- [What you need to do] A single figure is required: the number of lines below in which the word "neighbouring" occurs.

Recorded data
------

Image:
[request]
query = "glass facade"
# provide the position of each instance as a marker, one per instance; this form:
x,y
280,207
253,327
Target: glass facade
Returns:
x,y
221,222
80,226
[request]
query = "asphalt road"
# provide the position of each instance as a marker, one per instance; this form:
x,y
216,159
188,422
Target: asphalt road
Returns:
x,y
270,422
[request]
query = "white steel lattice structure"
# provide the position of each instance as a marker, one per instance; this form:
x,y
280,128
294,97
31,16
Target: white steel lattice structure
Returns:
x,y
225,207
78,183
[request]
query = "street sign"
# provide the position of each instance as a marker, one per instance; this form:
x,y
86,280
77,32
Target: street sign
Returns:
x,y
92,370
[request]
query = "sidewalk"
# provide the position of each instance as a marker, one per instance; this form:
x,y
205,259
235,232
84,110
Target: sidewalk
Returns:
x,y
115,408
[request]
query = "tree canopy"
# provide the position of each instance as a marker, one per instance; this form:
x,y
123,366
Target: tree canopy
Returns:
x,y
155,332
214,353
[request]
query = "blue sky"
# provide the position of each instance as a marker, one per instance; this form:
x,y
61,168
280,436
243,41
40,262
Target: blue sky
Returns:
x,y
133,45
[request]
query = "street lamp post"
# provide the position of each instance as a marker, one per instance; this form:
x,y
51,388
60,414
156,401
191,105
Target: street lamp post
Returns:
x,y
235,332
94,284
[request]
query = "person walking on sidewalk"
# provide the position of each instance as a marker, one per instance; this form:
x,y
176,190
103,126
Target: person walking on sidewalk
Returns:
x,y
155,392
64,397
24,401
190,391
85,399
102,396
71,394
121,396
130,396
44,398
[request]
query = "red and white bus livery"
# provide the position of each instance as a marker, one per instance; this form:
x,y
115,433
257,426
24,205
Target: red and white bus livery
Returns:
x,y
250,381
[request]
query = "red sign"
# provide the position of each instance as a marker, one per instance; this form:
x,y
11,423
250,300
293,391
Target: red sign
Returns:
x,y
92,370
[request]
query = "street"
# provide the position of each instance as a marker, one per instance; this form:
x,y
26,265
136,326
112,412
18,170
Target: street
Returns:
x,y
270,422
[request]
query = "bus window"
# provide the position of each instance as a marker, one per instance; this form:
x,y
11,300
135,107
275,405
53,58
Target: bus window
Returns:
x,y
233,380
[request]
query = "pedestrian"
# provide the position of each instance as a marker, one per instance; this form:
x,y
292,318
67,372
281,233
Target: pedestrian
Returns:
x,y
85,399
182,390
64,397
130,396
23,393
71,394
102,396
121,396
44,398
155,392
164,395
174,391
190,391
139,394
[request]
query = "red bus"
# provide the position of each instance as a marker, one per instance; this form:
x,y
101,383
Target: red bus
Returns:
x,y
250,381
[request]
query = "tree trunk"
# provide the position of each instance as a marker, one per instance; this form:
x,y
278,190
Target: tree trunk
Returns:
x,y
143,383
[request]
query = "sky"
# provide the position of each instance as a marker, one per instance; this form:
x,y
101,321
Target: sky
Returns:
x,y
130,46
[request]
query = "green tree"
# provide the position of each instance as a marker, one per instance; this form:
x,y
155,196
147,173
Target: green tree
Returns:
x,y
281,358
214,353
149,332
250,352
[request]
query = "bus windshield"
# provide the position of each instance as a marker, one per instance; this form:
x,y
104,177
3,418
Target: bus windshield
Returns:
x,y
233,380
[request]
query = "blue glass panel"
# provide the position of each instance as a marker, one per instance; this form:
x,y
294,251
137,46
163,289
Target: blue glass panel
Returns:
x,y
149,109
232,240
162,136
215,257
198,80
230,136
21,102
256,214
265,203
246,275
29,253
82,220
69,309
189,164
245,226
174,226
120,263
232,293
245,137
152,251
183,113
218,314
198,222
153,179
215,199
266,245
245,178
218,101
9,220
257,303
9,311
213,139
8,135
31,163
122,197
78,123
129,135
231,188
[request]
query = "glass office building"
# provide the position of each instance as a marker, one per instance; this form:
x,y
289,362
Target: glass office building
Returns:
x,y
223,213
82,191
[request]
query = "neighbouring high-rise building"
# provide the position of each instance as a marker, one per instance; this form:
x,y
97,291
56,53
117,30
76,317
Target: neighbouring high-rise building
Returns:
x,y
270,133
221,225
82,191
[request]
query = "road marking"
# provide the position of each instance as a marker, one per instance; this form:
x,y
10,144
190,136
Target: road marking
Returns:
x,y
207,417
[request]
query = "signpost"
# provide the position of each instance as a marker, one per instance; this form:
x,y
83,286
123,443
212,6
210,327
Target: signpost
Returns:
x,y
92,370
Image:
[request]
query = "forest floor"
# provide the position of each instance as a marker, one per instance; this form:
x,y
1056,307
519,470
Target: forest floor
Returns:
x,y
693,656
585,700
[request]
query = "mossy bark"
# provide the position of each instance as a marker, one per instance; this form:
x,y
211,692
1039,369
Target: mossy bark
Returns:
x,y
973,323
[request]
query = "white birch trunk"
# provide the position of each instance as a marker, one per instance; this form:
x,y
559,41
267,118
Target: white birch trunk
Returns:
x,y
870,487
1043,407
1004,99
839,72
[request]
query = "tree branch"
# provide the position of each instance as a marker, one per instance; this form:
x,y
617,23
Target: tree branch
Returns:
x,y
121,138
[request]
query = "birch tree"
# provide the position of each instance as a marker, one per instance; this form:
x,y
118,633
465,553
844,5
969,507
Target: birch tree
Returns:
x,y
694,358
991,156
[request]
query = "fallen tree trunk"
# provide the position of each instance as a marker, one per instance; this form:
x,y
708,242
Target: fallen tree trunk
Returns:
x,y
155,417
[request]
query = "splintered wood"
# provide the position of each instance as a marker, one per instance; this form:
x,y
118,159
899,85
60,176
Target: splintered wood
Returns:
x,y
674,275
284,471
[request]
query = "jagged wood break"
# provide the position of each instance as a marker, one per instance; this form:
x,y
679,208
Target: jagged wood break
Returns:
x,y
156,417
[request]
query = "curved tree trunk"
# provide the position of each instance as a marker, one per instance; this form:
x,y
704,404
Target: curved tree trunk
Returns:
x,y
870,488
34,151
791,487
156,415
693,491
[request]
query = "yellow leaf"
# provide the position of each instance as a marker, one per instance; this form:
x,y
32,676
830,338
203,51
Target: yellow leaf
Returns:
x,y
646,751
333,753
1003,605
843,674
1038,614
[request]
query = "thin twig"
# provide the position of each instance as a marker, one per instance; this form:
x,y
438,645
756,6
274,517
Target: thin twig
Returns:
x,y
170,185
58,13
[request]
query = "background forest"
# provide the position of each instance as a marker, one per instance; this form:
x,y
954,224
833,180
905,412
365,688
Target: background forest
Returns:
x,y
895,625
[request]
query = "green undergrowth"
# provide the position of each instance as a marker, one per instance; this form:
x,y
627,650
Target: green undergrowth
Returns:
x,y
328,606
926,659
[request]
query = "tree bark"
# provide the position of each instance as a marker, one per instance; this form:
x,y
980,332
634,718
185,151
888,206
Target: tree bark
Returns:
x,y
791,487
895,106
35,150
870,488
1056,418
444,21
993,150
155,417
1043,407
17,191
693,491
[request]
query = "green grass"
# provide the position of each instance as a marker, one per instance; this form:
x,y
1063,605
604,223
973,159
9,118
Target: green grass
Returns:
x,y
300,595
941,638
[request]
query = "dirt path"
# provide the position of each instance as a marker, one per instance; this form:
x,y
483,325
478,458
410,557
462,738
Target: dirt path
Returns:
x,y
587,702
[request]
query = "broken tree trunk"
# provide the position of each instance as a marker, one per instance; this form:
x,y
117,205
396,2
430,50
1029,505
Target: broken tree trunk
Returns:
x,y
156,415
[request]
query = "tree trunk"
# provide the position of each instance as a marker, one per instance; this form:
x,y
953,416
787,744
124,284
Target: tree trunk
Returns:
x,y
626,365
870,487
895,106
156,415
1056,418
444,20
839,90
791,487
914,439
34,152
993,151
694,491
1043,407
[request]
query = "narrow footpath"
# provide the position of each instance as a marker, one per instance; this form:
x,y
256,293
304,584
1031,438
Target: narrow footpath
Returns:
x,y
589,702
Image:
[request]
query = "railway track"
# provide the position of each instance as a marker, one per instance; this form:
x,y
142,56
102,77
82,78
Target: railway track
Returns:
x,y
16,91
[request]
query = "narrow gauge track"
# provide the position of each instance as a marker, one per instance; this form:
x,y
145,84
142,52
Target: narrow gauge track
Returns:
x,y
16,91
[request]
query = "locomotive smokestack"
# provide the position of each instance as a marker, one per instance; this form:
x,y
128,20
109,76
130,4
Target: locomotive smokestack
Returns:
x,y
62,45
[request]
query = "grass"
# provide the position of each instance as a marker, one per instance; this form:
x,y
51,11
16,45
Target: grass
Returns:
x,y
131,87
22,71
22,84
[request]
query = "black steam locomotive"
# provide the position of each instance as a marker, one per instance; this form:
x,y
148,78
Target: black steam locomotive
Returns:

------

- [Exercise solution] 2